** START **
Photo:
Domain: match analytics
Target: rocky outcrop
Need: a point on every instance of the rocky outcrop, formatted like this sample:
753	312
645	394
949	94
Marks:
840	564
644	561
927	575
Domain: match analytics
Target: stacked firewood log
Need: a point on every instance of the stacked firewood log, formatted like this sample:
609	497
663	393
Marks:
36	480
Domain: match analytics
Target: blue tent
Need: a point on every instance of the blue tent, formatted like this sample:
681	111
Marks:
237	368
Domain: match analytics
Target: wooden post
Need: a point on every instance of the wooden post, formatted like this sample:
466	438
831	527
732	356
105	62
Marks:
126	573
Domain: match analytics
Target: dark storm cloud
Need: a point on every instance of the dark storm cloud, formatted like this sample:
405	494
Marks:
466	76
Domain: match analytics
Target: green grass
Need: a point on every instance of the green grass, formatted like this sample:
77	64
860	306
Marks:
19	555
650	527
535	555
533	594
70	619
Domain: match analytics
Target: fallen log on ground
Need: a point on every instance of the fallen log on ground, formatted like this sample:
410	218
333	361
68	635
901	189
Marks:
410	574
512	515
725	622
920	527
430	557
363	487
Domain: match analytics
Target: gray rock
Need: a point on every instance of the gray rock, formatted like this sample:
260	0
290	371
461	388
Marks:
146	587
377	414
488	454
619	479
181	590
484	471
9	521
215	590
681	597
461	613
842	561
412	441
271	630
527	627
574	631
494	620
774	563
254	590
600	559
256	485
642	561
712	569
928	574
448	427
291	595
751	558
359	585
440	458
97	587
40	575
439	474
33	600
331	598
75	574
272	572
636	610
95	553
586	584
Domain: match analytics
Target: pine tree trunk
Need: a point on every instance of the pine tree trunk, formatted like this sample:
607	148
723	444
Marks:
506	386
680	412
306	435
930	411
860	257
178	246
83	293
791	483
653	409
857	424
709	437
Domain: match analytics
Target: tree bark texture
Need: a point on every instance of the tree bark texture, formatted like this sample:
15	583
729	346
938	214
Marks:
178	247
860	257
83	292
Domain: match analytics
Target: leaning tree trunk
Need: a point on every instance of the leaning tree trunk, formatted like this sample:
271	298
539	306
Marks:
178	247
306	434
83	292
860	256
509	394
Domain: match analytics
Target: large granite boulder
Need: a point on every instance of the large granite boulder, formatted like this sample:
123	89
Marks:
** END **
→ WHAT NEEDS TO BE DONE:
Quote all of the entries exactly as they appear.

→ WRITTEN SOLUTION:
Photo:
Domain: match analytics
Target: rocky outcrop
Need: a point on every instance of the rocky outcrop, formatted like this sample:
753	312
645	394
949	94
Marks:
840	564
644	561
927	575
Domain: match analytics
Target: stacked firewood log
Need: a point on every instance of the stacked firewood log, formatted like this sample:
609	497
663	393
Marks:
36	480
Domain: match analytics
Target: blue tent
Need: a point on every instance of the blue tent, formatted like this sample:
681	111
Marks:
237	368
Domain: match analytics
Target: wooden post
Need: a point on every instance of the wooden post, formatted like this sample:
466	438
831	527
732	356
105	62
Marks:
126	573
Domain: match analytics
Target: dark storm cloud
Need: a point on every instance of the dark storm cloud, formatted like this sample:
405	494
Marks:
466	76
Domain: match analytics
Target: green grass
Need: a point on every instance of the green grass, formatted like this sample:
77	64
860	306
Marks:
19	555
650	527
535	555
533	594
70	619
Domain: match analytics
Target: fallen log on ground
Need: a point on every instance of the fallen log on ground, formatted like this sample:
410	218
333	361
68	635
901	189
Marks:
410	574
512	515
725	622
920	527
430	557
363	487
Domain: match analytics
Target: gray rock
Need: a point on every instance of the gray rock, formatted like this sample:
260	0
290	371
461	388
Marks:
146	587
377	414
488	454
619	479
181	590
484	471
9	521
215	590
681	597
461	613
842	561
412	441
271	630
527	627
574	631
494	620
774	563
254	590
600	559
256	485
642	561
712	569
928	574
448	427
291	595
751	558
359	585
440	458
97	587
40	575
439	474
33	600
331	598
75	574
272	572
636	610
95	553
586	584
Domain: match analytics
Target: pine tree trunk
Need: a point on every instance of the pine tree trunk, formatted like this sample:
607	148
723	444
Marks:
506	386
680	412
306	435
930	411
860	257
178	246
83	293
791	483
653	409
857	424
709	437
Domain: match analytics
Target: tree bark texture
Need: a point on every instance of the tree bark texture, formatted like this sample:
15	583
729	346
938	214
Marks:
178	247
860	257
83	292
Domain: match analytics
Target: leaning tree trunk
Need: a point on every instance of the leaning tree trunk, formatted like this sample:
271	298
539	306
Marks:
178	247
306	434
83	292
860	256
509	394
Domain: match analytics
Target: large granite boulder
Need: a point on every instance of the large granite boulder, formatted like this sample:
123	89
Marks:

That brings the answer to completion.